# TASK GOAL
List each line in the data below that contains the word "shoulder".
## Begin INFORMATION GIVEN
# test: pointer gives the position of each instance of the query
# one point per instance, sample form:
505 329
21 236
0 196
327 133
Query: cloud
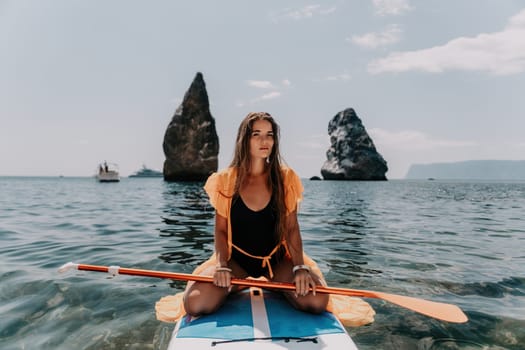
391 7
305 12
389 36
261 84
344 76
500 53
409 140
315 142
265 85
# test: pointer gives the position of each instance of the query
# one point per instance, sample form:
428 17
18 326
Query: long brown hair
241 161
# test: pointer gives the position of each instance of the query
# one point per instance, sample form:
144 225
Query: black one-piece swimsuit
254 232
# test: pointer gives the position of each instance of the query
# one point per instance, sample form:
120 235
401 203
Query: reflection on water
454 242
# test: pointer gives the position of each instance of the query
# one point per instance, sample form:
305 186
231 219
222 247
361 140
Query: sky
86 81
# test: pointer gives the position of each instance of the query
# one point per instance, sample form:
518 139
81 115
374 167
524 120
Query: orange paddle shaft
441 311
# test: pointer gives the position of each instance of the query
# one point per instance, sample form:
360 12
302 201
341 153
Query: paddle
440 311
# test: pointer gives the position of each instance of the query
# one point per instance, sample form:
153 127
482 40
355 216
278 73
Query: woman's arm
302 278
222 275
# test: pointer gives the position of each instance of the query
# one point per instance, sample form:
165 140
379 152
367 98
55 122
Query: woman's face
261 139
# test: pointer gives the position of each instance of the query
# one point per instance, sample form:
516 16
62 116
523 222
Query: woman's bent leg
204 298
310 303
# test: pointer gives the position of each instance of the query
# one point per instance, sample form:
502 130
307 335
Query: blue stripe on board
232 321
286 321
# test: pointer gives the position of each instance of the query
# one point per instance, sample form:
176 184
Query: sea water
448 241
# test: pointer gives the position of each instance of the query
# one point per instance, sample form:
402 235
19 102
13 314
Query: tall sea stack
352 154
191 144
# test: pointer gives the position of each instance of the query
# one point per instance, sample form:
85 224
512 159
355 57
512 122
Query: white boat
146 172
108 172
259 319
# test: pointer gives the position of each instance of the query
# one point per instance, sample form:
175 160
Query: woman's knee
199 302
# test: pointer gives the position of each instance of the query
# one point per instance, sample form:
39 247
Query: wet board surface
257 319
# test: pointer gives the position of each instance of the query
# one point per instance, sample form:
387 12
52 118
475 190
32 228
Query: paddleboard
260 319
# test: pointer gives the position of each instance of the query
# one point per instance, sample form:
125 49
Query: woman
256 228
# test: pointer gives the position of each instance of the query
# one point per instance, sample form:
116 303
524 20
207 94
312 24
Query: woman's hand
222 277
303 282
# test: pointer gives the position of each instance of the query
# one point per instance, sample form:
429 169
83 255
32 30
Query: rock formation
191 144
352 155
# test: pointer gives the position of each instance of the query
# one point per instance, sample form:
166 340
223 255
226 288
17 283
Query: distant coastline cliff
471 170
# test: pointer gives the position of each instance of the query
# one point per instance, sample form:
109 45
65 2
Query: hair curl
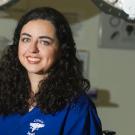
65 80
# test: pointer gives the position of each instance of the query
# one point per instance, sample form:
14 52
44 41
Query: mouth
33 60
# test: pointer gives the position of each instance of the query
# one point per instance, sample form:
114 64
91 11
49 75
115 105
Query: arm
82 119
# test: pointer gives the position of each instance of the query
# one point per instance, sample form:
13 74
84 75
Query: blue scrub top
78 118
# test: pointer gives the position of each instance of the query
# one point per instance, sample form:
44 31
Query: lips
33 60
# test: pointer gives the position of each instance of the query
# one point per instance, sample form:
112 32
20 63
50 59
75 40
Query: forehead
39 26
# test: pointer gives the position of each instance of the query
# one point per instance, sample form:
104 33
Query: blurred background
106 46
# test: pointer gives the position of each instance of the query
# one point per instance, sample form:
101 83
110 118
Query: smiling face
38 46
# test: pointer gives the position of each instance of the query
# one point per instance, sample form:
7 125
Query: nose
33 47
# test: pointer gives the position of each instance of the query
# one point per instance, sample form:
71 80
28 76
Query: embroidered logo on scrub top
35 126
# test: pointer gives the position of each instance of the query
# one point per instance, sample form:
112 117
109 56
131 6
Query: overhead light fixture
6 3
124 9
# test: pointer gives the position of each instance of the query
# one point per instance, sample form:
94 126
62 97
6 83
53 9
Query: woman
42 90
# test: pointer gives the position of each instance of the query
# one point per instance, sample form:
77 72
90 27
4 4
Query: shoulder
82 102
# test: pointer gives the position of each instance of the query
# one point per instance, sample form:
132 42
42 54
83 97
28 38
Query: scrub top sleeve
82 119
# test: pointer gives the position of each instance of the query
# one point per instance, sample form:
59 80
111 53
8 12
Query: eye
44 42
25 40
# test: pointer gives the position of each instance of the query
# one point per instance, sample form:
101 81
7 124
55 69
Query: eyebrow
41 37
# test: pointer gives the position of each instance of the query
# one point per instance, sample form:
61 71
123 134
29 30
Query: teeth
33 59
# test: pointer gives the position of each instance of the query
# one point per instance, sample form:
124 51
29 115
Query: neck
34 80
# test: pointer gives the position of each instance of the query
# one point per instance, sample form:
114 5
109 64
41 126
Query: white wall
109 69
113 70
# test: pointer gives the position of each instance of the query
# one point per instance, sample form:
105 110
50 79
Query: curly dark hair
65 80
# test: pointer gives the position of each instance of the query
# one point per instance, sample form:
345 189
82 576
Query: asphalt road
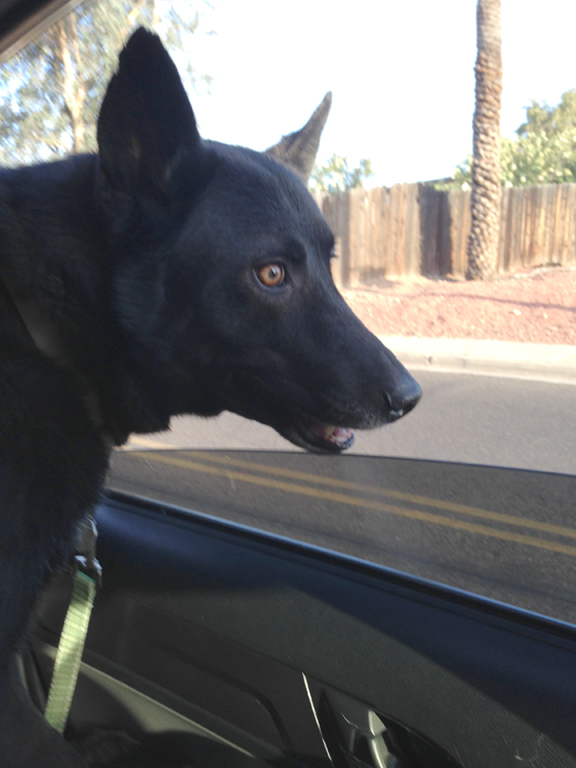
467 418
504 534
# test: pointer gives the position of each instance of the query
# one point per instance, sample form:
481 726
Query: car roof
21 20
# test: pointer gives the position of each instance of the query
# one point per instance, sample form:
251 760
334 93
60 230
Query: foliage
335 176
51 90
543 153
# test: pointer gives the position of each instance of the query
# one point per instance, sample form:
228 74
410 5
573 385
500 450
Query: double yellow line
224 466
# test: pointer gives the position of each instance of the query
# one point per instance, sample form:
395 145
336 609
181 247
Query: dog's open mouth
320 438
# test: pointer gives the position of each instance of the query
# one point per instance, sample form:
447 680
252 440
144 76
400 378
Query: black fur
129 293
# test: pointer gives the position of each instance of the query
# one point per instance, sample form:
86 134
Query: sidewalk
541 362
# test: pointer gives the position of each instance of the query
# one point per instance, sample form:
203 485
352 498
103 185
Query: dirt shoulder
537 306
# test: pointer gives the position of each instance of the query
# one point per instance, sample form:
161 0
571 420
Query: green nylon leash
87 575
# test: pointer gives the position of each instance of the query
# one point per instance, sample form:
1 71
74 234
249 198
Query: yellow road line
449 506
341 498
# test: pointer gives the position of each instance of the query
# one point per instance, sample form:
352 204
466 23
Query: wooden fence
413 229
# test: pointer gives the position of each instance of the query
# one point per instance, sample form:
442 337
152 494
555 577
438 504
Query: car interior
215 640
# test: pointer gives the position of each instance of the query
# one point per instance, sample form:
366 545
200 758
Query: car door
242 639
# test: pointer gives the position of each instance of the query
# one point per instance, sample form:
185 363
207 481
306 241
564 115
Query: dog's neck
47 339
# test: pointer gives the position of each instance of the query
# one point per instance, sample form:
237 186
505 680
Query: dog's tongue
338 436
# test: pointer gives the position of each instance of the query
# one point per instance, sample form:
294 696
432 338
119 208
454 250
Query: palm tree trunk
486 193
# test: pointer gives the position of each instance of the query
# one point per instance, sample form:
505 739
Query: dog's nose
404 397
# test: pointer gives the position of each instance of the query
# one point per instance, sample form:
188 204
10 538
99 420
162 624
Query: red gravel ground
536 306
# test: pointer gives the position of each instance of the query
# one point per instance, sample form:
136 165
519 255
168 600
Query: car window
475 487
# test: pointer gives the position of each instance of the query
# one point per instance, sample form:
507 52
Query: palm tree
485 199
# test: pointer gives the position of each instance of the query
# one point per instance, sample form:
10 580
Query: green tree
543 153
53 88
336 176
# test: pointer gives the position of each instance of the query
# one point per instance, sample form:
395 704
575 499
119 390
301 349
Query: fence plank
## End INFORMATION GIVEN
# ANSWER FOR THE TASK
Query: shoulder
Query: dirt shoulder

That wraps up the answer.